Blog: HOUR LOOP, INC : Entry into a Material Definitive Agreement, Regulation FD Disclosure, Financial Statements and Exhibits (form 8-K) – marketscreener.com

Item 1.01 Entry into a Material Definitive Agreement.

On January 6, 2022, Hour Loop, Inc. (the “Company” or “us” or “we”) entered into
an Underwriting Agreement (the “Underwriting Agreement”) with EF Hutton,
division of Benchmark Investments, LLC, as representative of the underwriters
named on Schedule I thereto, relating to the Company’s firm commitment
underwritten initial public offering (the “Offering”) of common stock, par value
$0.0001 per share (the “Common Stock”). Pursuant to the Underwriting Agreement,
the Company agreed to sell 1,500,000 shares of Common Stock to the underwriters
at a public offering price of $4.00 per share (the “Offering Price”), and
granted the Representative a 45-day over-allotment option to purchase up to
225,000 additional shares of Common Stock, equivalent to 15% of the shares of
Common Stock sold in the Offering (the “Option”), pursuant to the Company’s
registration statement on Form S-1, as amended (File No. 333-260540) (the
“Registration Statement”), under the Securities Act of 1933, as amended (the
“Securities Act”).

The Underwriting Agreement includes customary representations, warranties and
covenants by the Company. It also provides that the Company will indemnify the
underwriters against certain liabilities, including liabilities under the
Securities Act, or contribute to payments the underwriters may be required to
make because of any of those liabilities. In exchange for the underwriters’
services, the Company agreed to (i) sell the Common Stock to the underwriters at
a purchase price of $3.68 per share, and (ii) issue the Representative (or its
designees) a warrant to purchase shares of Common Stock (the “Representative’s
Warrant”) representing 5% of the 1,500,000 shares sold in the Offering.

The Offering closed on January 11, 2022, and the Company sold 1,725,000 shares
of Common Stock to the underwriters, which includes 225,000 shares sold upon the
full exercise of the Option, for total gross proceeds of $6.9 million. After
deducting the underwriting commissions, discounts, and offering expenses payable
by the Company, the Company received net proceeds of approximately $5.552
million.

The foregoing summary of the Underwriting Agreement is qualified in its entirety
by reference to the full text of the Underwriting Agreement, a copy of which is
attached as Exhibit 1.1 to this Current Report on Form 8-K and is incorporated
herein by reference.

On January 11, 2022, pursuant to the Underwriting Agreement, the Company issued
the Representative’s Warrant to purchase up to an aggregate of 75,000 shares of
Common Stock. The Representative’s Warrant may be exercised beginning on July 5,
2022 until January 7, 2027. The initial exercise price of Representative’s
Warrant is $5.00 per share, which represents 125% of the Offering Price.

Point-based annotation data
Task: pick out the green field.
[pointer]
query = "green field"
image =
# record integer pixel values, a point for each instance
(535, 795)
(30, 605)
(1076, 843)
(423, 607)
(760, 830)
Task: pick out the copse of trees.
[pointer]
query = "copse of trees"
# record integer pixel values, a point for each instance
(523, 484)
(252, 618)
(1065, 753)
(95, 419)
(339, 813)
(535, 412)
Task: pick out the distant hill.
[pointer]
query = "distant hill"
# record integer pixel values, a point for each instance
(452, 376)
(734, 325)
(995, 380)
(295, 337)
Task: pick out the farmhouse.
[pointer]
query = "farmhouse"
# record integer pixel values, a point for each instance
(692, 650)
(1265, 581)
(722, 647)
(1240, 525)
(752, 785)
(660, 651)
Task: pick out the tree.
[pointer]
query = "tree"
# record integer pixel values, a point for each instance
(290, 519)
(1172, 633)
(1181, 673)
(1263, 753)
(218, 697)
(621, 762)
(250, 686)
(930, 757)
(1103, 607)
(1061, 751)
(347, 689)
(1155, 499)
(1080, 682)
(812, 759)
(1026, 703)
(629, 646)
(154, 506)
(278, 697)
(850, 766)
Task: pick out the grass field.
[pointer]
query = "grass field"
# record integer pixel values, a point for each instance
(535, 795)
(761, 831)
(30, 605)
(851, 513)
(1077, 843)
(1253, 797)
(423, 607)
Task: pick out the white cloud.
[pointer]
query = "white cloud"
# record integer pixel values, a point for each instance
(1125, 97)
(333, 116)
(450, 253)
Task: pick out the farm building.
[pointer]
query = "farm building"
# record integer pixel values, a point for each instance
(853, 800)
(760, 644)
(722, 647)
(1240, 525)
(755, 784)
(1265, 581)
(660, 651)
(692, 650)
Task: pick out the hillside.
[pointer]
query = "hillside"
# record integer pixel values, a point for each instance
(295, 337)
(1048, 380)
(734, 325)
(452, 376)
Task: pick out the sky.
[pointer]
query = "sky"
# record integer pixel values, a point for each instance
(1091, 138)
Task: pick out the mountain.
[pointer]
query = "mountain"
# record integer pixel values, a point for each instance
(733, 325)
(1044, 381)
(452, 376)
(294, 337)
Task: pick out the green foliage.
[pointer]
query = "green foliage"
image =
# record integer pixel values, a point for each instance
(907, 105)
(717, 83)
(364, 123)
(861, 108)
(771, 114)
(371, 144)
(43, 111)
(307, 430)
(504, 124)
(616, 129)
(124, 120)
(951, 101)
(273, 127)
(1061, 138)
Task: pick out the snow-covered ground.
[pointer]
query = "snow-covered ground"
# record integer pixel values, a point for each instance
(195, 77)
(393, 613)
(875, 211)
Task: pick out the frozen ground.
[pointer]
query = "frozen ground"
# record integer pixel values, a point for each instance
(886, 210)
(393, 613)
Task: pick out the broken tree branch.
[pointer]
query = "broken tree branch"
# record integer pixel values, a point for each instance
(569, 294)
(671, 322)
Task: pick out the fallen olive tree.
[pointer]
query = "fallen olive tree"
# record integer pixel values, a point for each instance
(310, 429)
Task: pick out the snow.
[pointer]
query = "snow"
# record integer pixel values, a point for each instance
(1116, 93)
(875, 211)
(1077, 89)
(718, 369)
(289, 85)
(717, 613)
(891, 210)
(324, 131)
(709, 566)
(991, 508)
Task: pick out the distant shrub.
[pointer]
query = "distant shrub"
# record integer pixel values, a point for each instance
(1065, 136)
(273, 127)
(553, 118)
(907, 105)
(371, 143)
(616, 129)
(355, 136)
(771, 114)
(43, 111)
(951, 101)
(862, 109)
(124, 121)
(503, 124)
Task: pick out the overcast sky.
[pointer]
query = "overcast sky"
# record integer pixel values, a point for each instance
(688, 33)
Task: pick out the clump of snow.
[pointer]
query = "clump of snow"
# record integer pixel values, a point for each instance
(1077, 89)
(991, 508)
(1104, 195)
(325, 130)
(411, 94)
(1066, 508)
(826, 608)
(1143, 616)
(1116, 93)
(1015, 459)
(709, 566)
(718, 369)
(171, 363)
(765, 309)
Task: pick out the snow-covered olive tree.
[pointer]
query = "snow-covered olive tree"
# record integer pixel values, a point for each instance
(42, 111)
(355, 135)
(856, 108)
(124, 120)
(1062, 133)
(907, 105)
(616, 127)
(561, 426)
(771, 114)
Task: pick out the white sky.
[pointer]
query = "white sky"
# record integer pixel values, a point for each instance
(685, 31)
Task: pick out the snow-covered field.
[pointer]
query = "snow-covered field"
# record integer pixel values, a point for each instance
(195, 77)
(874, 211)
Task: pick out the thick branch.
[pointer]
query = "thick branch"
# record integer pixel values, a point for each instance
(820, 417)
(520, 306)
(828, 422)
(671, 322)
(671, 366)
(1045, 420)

-- TASK PROMPT --
Extract the part of the filing that begins with the words containing "Blog: HOUR LOOP, INC" and ends with "Material Definitive Agreement.". Work from the filing alone.

-- EXERCISE ANSWER --
Blog: HOUR LOOP, INC : Entry into a Material Definitive Agreement, Regulation FD Disclosure, Financial Statements and Exhibits (form 8-K) – marketscreener.com

Item 1.01 Entry into a Material Definitive Agreement.